[DATA SUPPLIED start]
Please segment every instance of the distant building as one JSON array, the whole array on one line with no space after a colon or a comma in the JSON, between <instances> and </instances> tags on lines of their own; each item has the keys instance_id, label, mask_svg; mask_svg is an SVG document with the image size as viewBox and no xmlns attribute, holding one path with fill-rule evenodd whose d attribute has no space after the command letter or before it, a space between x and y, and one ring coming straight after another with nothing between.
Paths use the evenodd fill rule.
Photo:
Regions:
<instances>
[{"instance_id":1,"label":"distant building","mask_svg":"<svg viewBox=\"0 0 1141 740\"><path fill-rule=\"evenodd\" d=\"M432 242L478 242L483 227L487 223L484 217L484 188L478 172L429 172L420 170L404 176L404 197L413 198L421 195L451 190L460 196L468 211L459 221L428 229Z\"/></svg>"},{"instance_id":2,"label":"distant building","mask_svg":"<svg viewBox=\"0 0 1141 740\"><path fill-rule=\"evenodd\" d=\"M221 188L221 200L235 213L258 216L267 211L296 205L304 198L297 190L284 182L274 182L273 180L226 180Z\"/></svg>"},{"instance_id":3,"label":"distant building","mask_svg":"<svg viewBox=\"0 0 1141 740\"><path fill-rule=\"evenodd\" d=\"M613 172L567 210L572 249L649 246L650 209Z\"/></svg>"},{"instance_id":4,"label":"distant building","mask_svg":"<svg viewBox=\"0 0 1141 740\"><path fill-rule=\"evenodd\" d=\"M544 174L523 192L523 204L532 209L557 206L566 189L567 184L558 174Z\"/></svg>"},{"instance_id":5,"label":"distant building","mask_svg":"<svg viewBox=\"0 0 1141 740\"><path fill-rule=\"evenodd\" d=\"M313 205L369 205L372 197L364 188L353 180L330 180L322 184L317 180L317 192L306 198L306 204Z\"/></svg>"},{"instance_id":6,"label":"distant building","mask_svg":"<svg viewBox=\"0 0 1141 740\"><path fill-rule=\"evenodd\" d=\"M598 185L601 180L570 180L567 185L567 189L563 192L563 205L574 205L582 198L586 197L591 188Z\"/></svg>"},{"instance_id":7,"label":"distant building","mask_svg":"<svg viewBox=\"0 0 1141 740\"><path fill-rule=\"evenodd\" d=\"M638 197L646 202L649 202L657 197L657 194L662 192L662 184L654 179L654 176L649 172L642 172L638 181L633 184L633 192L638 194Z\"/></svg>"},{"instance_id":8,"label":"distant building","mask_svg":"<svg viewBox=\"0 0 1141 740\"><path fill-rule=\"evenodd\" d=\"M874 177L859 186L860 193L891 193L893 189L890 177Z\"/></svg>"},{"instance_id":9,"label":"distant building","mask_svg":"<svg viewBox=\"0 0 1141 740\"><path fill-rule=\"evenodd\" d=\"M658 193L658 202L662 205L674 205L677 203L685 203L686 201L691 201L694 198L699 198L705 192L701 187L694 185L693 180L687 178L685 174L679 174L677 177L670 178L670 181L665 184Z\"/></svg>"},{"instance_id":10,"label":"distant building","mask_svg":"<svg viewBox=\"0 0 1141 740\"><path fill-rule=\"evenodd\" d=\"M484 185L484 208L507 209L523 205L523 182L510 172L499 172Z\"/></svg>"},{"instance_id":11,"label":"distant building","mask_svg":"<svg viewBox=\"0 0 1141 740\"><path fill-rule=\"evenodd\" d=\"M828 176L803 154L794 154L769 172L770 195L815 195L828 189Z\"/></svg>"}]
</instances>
[DATA SUPPLIED end]
(EXERCISE INSTRUCTIONS) Find each line in the rows above that contains the string "instances" and copy those lines. Case counts.

(WRITTEN RESPONSE)
Please segment every instance of the distant building as one JSON array, the whole array on one line with no space after a colon or a comma in the JSON, between <instances> and </instances> tags on lines of their own; each item has the keys instance_id, label, mask_svg; mask_svg is an SVG document with the image size as viewBox and no xmlns attribute, holding one path with fill-rule evenodd whose d attribute has no space after the command letter or before it, a space between x and y, and one ring coming straight after another with nothing between.
<instances>
</instances>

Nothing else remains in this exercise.